[Saved entries]
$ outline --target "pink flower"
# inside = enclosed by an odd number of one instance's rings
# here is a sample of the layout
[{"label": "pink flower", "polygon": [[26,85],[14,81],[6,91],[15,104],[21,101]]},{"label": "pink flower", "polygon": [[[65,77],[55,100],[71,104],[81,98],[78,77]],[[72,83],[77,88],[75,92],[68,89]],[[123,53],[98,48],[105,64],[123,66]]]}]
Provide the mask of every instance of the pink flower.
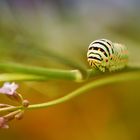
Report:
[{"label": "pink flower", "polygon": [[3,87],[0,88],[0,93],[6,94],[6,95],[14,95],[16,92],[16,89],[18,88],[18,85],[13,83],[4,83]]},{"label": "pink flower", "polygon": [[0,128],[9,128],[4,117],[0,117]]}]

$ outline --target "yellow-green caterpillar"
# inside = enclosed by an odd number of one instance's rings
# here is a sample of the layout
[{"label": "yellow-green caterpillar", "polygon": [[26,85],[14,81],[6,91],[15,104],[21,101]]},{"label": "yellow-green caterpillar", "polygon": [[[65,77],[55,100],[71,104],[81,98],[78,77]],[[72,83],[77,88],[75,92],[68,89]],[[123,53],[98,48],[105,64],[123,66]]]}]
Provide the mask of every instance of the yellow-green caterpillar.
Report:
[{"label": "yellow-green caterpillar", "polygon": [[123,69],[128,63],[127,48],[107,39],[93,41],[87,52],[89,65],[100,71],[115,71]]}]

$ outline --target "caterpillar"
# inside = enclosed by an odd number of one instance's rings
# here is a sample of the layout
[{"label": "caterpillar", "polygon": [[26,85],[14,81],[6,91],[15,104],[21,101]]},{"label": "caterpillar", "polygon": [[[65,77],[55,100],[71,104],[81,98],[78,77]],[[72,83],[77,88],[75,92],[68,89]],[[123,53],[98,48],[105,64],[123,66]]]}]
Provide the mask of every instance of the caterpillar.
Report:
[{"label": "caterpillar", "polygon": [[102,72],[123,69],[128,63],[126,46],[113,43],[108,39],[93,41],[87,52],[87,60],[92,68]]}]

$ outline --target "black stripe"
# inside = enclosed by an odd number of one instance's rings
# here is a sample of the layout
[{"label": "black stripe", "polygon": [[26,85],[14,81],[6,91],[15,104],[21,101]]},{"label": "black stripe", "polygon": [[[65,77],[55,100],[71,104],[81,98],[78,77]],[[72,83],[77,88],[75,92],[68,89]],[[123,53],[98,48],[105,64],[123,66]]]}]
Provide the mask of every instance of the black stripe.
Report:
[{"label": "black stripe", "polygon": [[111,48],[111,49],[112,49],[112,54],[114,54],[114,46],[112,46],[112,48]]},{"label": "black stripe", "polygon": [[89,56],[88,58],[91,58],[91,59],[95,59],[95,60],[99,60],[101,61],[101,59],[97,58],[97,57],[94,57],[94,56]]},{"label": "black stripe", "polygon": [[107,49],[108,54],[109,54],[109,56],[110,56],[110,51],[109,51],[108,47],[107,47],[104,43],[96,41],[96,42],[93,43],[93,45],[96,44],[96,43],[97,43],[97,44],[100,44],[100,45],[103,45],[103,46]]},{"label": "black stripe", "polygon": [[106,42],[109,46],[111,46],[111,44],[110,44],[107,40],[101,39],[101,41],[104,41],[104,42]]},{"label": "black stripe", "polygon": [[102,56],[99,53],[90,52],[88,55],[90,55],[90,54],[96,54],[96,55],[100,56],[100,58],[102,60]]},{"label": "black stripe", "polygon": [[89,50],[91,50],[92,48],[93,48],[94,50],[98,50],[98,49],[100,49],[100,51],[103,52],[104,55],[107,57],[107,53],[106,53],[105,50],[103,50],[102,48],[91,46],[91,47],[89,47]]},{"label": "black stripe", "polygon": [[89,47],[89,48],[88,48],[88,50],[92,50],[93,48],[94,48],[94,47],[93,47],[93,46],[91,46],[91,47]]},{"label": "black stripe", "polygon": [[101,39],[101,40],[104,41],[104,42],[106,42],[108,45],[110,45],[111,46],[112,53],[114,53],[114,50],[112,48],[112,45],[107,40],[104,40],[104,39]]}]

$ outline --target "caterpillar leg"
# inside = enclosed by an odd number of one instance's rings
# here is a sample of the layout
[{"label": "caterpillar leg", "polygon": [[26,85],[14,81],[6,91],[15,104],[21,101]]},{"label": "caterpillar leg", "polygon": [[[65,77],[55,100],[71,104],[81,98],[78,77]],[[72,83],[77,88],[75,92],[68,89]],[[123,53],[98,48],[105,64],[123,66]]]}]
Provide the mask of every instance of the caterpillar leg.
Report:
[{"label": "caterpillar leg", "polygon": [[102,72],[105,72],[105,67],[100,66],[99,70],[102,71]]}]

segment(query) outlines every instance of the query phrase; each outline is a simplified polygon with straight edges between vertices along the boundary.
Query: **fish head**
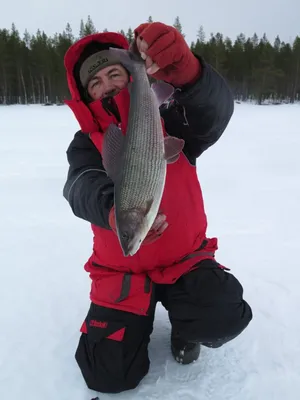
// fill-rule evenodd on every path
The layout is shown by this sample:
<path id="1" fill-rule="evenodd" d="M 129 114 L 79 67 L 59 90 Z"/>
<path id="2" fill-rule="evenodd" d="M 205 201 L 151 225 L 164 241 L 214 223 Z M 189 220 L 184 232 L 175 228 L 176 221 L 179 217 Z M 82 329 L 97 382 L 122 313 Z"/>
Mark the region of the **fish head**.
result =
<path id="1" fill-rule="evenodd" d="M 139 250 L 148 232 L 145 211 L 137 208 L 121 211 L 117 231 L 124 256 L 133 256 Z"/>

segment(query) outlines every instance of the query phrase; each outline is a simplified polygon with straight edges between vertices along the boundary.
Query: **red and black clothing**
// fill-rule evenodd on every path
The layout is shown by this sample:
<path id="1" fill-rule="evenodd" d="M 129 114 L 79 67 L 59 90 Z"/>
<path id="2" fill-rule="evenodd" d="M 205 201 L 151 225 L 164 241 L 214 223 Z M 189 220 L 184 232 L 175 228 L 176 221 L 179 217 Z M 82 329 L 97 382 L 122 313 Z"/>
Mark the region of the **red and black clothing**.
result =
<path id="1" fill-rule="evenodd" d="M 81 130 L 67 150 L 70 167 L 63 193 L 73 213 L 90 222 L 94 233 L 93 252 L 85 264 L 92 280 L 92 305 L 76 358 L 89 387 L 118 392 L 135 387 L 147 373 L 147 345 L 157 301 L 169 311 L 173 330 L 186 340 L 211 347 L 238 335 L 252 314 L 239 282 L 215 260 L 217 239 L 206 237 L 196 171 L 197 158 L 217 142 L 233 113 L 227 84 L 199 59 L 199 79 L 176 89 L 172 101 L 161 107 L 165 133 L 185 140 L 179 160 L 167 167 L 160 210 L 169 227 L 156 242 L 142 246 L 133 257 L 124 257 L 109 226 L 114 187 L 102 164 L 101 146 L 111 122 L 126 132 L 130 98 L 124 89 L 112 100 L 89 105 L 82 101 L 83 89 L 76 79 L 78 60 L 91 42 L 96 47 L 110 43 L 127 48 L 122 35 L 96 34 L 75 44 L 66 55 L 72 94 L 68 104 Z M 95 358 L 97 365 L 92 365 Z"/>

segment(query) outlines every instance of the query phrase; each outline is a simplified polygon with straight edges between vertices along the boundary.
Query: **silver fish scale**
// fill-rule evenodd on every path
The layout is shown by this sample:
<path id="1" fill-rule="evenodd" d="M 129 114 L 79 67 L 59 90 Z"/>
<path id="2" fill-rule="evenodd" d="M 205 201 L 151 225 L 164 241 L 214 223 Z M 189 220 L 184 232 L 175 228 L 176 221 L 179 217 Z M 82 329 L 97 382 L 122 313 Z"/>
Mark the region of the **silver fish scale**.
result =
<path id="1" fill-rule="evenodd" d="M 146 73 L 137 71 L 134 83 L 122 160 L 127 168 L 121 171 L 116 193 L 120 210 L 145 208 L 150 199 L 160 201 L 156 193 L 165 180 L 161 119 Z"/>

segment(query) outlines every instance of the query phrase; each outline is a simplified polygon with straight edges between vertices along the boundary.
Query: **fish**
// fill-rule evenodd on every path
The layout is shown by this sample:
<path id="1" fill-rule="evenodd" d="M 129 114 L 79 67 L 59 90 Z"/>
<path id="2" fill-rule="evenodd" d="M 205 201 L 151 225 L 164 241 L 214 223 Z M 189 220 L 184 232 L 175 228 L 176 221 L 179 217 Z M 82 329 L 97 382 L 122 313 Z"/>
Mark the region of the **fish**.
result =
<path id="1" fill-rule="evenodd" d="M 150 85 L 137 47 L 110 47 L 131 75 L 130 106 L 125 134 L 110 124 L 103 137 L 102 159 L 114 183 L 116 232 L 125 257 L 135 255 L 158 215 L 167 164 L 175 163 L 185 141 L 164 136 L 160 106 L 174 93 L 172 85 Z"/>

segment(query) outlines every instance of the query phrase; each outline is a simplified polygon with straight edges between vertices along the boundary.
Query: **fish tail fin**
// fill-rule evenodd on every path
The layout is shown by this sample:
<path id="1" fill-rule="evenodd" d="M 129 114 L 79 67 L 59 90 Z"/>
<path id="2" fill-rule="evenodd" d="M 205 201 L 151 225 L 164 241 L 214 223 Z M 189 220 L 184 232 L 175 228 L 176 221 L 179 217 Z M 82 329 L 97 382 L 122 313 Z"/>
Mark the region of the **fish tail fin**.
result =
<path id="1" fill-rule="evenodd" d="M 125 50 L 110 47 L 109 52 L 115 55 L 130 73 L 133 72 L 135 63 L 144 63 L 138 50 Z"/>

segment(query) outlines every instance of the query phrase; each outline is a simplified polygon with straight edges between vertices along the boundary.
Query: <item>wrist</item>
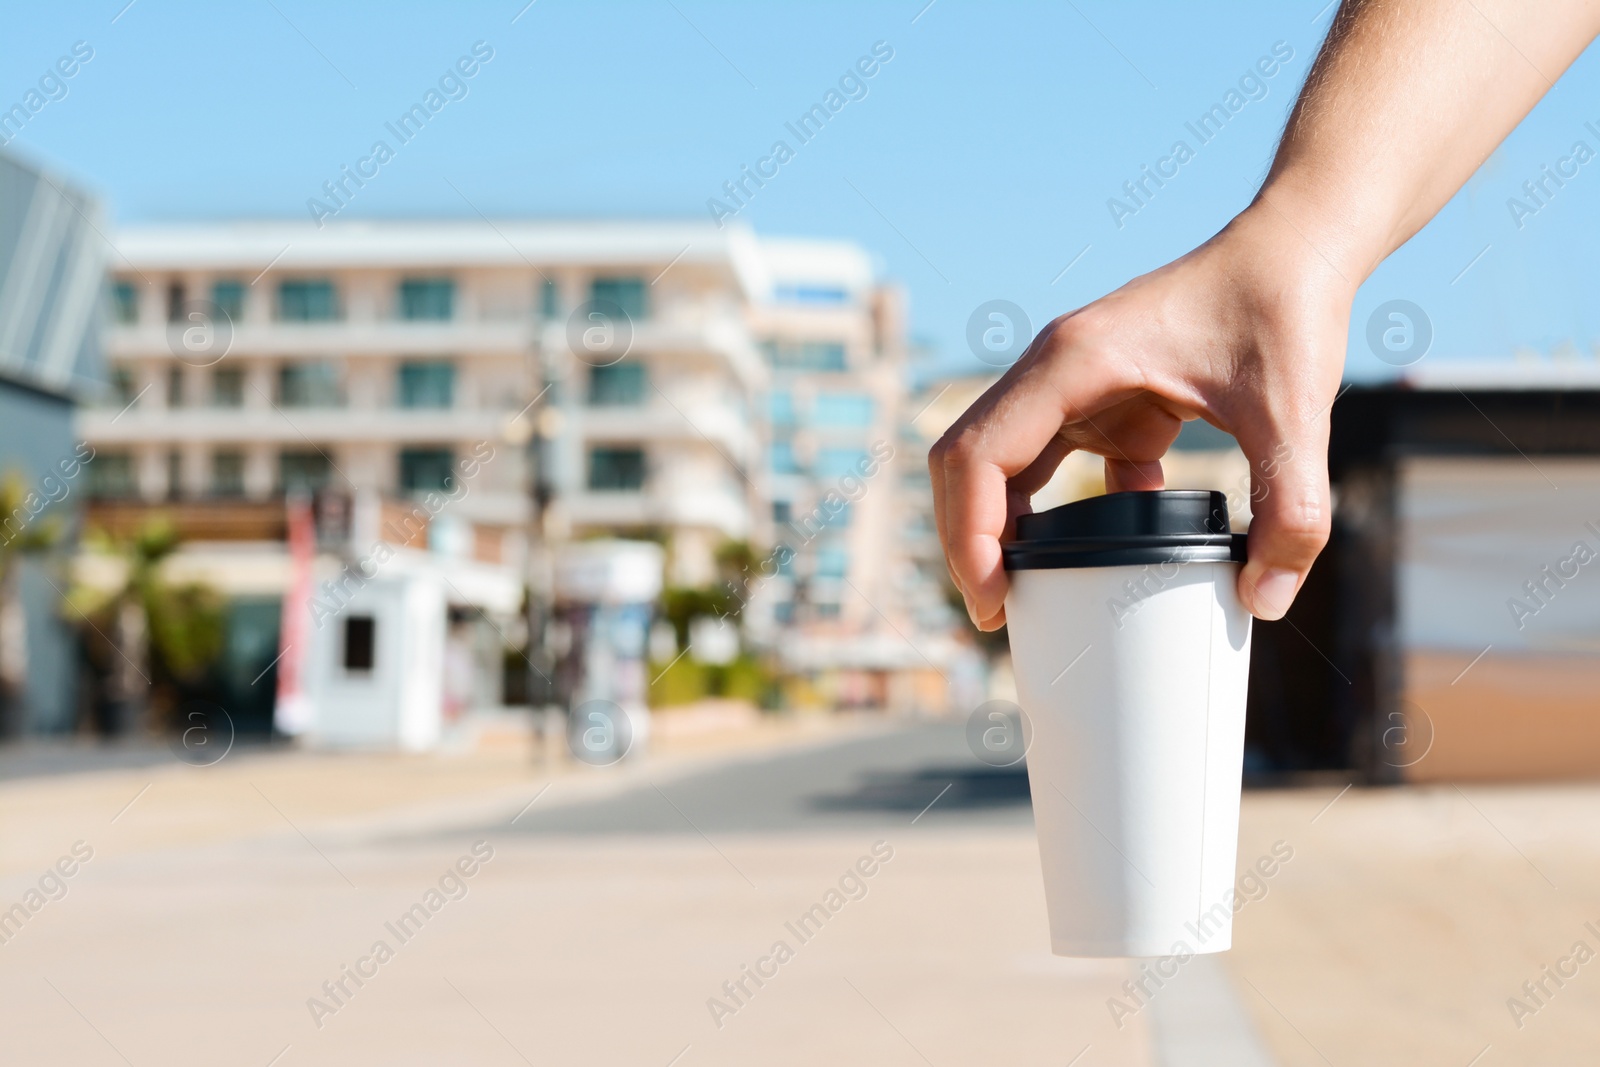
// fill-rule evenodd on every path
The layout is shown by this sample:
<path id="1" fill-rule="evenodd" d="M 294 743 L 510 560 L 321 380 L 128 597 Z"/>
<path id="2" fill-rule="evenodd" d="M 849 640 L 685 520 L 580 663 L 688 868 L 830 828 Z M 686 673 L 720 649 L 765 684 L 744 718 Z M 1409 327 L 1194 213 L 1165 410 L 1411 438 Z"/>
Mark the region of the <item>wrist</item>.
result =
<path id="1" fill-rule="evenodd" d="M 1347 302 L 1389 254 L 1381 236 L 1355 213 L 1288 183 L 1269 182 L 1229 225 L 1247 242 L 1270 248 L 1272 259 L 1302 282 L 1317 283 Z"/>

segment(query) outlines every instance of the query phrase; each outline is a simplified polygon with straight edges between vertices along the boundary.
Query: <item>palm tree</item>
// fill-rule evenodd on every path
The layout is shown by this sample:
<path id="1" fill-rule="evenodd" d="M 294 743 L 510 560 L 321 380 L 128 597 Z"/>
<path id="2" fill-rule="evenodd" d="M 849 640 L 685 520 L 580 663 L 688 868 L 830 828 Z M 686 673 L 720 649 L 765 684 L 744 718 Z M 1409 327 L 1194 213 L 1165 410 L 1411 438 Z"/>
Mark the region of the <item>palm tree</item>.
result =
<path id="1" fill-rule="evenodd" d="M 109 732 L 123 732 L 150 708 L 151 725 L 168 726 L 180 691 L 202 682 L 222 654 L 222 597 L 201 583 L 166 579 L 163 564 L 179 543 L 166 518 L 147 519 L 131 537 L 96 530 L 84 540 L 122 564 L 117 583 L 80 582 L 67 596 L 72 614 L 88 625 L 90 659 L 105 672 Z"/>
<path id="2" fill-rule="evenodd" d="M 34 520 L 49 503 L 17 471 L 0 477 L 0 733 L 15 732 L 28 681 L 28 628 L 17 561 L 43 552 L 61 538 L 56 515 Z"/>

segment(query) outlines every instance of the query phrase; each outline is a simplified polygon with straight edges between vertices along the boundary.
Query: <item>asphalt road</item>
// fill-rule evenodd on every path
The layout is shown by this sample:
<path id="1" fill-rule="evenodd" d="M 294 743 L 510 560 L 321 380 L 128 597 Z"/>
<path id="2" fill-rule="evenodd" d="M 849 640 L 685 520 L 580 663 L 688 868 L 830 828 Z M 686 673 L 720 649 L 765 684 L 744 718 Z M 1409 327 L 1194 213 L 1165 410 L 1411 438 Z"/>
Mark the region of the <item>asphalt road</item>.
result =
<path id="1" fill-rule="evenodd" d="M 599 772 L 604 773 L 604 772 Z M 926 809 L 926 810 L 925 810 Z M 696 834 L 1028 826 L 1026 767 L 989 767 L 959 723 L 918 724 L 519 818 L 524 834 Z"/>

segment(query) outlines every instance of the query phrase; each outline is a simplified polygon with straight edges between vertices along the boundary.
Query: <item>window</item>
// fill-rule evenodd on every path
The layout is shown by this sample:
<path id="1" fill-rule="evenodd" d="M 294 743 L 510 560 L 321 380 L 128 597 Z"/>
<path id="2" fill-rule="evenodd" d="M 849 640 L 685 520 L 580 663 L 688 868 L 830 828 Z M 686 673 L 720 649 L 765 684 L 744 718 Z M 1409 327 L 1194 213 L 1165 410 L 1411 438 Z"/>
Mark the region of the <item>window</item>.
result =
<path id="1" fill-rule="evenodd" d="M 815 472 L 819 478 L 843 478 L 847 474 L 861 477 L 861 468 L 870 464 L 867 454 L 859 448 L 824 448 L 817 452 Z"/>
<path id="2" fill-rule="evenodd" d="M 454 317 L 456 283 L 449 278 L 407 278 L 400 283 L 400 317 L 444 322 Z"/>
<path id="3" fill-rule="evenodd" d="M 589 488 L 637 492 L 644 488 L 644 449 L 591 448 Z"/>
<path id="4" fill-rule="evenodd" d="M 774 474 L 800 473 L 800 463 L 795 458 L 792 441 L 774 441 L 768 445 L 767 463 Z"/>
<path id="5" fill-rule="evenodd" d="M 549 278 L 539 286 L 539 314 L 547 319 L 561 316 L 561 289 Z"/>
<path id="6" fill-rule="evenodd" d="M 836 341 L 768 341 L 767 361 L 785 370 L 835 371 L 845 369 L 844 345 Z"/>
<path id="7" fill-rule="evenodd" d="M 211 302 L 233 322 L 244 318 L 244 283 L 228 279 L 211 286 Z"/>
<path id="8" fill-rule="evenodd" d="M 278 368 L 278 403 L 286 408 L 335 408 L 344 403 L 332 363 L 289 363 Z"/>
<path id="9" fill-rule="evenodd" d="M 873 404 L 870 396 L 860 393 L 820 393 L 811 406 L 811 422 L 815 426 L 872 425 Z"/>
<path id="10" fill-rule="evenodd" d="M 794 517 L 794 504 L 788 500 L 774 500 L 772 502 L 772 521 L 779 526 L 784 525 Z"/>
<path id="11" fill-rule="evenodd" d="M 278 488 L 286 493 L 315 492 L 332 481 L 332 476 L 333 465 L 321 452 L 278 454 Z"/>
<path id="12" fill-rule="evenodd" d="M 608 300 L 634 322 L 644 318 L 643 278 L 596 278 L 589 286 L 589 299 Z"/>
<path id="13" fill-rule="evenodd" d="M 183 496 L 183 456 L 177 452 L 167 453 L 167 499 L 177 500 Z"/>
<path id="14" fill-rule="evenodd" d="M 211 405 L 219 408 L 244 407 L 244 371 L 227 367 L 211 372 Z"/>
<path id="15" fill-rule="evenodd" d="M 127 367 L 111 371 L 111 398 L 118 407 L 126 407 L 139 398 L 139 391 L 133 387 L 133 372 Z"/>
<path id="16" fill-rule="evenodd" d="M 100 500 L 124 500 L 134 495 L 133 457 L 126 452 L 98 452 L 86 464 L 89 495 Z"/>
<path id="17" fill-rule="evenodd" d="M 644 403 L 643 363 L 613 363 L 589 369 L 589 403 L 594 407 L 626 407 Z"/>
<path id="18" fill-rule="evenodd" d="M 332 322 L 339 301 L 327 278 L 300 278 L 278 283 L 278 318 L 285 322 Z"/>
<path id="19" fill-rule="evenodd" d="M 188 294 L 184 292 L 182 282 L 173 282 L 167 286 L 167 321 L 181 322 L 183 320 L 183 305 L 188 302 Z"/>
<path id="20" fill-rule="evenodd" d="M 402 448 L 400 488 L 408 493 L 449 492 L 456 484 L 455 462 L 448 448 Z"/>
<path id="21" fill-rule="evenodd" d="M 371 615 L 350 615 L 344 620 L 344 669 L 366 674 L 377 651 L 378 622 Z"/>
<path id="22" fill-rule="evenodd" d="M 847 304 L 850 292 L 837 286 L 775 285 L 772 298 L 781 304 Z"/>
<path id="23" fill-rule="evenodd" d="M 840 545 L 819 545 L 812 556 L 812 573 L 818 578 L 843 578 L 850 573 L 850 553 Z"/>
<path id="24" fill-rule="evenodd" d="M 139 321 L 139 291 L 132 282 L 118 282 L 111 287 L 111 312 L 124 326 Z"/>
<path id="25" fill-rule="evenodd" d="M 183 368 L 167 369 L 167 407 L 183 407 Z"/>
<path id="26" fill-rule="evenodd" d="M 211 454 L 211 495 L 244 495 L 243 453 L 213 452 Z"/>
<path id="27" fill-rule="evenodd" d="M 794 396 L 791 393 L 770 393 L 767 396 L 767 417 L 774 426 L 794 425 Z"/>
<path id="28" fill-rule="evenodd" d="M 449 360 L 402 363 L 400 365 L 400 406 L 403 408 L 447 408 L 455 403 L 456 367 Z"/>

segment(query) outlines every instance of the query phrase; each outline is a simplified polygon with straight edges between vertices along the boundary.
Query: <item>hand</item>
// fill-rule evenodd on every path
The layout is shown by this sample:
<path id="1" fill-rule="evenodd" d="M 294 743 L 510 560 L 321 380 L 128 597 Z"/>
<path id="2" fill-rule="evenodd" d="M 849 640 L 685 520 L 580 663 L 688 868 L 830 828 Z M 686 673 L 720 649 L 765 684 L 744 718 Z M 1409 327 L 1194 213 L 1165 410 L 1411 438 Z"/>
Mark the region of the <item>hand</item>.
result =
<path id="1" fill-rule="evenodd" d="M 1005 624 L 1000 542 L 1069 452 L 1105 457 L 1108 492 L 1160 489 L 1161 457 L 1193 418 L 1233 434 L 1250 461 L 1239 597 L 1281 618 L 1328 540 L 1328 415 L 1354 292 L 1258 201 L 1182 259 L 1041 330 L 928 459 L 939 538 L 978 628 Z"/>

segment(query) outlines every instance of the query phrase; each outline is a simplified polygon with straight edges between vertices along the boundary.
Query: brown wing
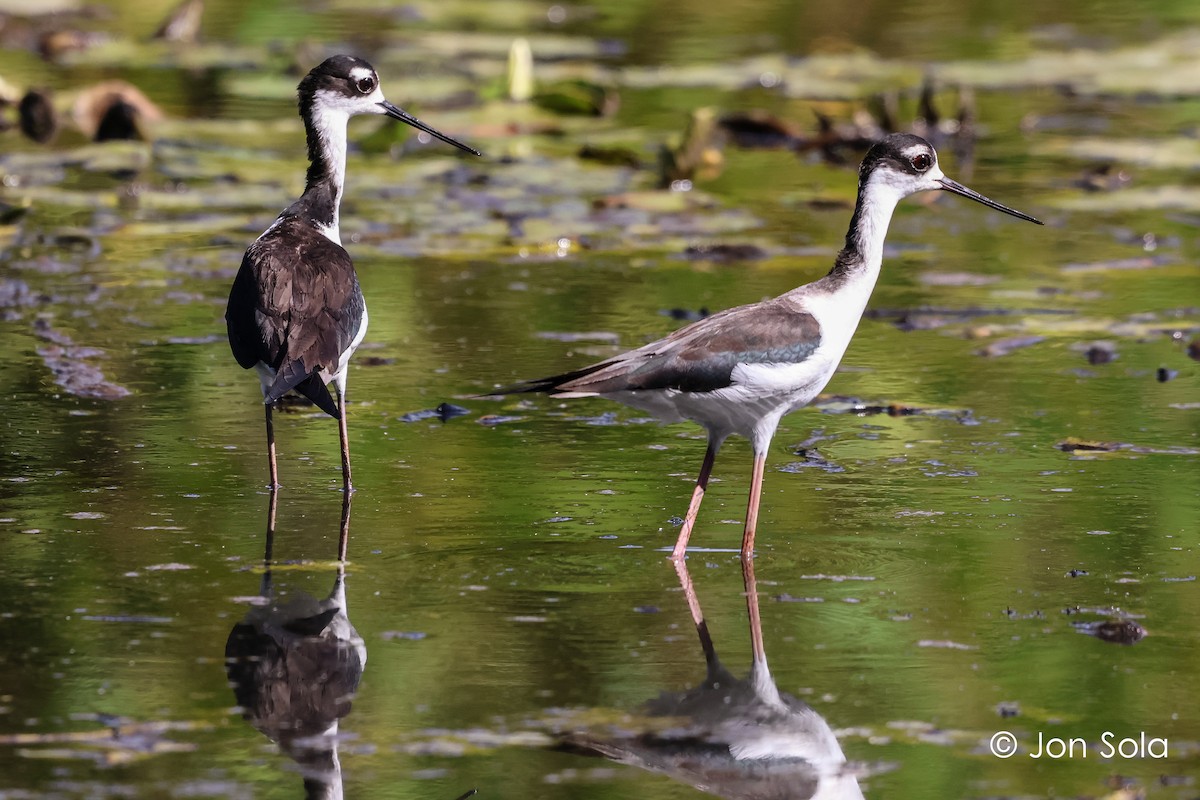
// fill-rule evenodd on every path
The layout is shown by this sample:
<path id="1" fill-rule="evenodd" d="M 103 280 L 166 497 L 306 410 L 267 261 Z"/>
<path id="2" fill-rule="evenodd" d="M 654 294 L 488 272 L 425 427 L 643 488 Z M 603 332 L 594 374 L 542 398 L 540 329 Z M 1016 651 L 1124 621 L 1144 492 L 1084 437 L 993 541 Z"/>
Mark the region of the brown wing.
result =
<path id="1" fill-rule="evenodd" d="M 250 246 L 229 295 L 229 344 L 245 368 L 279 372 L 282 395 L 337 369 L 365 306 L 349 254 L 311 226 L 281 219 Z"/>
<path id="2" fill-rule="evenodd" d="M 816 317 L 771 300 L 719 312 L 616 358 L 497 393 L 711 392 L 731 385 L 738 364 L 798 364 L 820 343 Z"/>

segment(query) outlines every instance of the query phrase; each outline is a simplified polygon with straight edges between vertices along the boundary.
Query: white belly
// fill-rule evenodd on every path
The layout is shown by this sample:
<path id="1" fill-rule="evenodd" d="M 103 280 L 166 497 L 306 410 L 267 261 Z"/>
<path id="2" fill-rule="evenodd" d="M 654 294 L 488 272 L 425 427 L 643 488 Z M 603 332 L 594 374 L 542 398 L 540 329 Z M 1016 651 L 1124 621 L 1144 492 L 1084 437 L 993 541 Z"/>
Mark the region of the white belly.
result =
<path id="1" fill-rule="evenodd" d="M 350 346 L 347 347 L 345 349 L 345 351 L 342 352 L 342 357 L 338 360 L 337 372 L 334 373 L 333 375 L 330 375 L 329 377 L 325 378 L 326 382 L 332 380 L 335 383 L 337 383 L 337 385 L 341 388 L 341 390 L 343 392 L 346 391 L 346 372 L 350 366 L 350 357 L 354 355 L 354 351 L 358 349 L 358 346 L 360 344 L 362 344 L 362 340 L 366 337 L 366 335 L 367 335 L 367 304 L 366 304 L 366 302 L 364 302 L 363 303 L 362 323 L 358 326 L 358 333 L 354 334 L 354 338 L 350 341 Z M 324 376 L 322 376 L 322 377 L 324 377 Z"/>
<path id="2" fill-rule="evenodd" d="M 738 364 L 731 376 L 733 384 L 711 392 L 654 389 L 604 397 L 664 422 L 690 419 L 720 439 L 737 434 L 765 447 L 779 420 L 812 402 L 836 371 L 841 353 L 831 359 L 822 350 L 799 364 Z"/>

BRIEF -> Which lines of the records above contain the word "belly"? Report each one in full.

RESPONSE TO THE TASK ->
Query: white belly
Mark the region of the white belly.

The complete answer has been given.